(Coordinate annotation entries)

►

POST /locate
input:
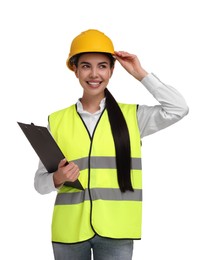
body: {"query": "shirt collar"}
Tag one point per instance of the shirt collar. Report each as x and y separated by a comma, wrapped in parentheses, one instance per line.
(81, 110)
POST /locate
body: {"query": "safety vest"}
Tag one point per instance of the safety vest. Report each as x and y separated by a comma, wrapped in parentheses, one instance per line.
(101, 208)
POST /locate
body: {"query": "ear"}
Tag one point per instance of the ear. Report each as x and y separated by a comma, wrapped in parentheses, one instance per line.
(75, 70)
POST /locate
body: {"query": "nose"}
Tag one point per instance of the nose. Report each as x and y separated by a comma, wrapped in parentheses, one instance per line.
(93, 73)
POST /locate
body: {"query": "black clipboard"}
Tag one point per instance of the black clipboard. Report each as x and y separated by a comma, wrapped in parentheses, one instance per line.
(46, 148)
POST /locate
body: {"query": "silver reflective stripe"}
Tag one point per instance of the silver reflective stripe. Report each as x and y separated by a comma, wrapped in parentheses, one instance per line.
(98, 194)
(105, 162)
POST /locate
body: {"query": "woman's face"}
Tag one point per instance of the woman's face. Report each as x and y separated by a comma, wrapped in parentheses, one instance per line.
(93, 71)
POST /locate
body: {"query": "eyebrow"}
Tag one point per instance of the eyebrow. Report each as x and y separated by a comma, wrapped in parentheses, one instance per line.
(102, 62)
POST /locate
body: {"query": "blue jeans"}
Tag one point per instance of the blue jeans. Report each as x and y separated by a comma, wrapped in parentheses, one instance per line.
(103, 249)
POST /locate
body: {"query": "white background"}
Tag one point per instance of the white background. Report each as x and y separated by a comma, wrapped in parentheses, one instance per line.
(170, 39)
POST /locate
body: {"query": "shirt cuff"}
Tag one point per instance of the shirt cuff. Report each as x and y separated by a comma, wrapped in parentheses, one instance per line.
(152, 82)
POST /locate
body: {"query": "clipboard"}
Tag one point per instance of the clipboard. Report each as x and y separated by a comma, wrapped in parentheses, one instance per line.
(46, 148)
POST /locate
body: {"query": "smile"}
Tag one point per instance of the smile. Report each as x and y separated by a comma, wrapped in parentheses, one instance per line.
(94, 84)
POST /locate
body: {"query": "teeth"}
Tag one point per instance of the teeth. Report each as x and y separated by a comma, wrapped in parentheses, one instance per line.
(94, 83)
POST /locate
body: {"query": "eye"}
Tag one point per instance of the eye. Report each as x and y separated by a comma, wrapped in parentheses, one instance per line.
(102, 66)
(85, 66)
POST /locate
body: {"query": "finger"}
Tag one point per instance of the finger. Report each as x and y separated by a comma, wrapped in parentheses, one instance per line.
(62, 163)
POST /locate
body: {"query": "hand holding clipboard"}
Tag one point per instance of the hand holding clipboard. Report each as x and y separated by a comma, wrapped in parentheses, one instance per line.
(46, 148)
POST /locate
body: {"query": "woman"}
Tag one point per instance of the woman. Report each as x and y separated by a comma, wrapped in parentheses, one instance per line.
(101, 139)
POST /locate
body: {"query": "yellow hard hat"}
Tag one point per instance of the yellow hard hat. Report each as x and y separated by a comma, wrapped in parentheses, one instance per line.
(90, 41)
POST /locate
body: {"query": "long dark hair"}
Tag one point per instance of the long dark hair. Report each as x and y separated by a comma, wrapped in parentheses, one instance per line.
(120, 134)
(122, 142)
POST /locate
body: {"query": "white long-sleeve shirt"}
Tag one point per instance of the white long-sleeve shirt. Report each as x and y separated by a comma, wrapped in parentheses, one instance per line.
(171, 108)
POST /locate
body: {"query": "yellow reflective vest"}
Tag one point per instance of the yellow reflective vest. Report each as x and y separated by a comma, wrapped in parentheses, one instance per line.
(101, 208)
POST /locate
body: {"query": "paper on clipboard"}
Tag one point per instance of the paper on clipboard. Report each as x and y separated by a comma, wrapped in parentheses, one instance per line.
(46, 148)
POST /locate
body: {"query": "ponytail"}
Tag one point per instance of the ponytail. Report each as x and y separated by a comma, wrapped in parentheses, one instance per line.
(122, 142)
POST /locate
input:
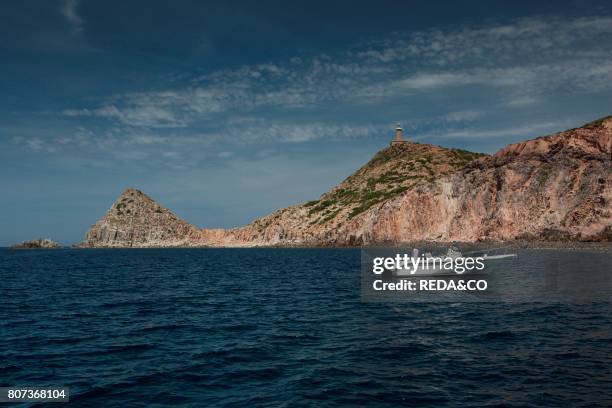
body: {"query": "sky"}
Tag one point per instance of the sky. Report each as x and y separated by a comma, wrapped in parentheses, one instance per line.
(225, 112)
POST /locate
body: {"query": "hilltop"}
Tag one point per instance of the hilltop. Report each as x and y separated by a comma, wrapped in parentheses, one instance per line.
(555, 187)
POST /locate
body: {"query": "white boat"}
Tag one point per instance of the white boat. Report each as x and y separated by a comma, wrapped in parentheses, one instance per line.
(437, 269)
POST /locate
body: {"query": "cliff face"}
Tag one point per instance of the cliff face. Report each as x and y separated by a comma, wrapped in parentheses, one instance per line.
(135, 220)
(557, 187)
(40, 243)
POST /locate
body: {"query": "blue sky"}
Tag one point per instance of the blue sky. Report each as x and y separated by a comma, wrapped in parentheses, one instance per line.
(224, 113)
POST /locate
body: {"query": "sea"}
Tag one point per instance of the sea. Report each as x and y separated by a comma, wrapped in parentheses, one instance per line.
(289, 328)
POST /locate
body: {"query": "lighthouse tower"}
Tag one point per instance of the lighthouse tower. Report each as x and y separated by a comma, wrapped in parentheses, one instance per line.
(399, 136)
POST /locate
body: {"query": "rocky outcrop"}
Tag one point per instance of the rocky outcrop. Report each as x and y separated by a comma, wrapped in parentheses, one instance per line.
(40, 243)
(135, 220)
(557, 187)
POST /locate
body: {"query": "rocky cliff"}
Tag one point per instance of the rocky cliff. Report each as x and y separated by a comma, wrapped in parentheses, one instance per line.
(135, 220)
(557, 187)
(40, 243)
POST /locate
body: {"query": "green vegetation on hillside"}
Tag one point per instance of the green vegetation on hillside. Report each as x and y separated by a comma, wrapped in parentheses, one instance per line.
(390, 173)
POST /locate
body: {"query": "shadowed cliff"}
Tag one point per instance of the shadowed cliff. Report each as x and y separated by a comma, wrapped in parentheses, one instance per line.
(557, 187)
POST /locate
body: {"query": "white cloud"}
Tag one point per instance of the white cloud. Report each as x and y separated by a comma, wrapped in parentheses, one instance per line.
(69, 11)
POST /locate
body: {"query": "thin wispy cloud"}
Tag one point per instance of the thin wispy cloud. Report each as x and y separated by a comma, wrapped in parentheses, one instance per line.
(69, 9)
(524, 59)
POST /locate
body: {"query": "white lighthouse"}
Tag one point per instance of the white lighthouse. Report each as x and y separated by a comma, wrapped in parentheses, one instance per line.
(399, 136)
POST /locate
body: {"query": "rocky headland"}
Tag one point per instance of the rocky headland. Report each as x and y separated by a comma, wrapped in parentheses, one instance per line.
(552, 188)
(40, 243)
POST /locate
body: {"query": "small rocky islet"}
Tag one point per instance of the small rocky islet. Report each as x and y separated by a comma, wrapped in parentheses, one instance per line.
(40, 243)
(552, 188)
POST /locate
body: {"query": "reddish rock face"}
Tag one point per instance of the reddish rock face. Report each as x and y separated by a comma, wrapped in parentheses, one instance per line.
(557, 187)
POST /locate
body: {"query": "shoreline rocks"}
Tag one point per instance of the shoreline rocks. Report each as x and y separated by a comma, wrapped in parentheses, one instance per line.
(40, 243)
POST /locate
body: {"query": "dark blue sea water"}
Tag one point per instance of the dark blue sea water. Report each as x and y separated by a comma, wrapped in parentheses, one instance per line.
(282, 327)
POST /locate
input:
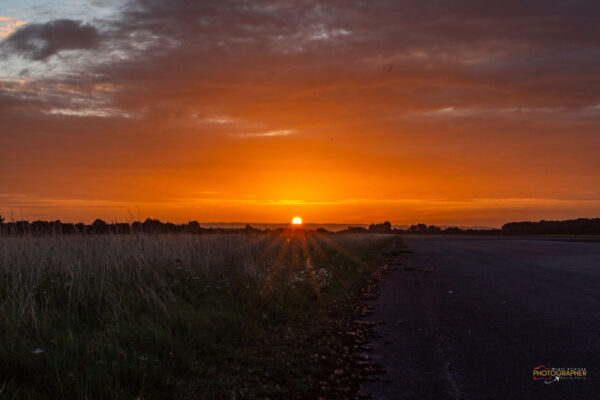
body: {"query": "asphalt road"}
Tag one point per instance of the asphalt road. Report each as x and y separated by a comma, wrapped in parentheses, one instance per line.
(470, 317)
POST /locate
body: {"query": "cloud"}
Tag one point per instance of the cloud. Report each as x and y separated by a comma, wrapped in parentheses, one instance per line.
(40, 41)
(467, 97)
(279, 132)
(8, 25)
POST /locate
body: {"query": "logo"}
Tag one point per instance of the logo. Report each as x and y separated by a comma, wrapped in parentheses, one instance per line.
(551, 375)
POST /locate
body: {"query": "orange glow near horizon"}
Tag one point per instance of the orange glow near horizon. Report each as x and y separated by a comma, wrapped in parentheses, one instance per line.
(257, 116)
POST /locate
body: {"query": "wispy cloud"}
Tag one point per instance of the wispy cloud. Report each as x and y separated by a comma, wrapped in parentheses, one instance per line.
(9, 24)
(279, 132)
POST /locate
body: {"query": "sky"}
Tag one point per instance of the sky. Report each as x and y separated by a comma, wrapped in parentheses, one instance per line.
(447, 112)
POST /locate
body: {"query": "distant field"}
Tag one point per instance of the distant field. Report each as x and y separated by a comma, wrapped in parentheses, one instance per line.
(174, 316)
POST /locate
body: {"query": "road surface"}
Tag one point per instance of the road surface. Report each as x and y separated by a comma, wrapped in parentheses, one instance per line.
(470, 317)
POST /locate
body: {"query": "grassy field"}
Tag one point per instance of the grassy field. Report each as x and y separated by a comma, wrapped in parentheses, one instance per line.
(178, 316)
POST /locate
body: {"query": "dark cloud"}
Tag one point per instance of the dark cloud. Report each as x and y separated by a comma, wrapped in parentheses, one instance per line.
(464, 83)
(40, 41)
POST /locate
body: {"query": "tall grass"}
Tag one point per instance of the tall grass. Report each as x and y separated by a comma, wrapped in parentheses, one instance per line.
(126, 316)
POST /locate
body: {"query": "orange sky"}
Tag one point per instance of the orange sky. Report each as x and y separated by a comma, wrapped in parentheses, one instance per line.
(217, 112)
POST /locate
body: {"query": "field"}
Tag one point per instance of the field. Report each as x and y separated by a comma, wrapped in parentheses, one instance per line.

◄

● Instruction
List each line of the material above that contains the string "hilltop", matching case exactly.

● Result of this exercise
body: {"query": "hilltop"}
Tag one point per instance of the hilltop. Report each as x and y separated by a comma, wrapped in parentheses, one instance per line.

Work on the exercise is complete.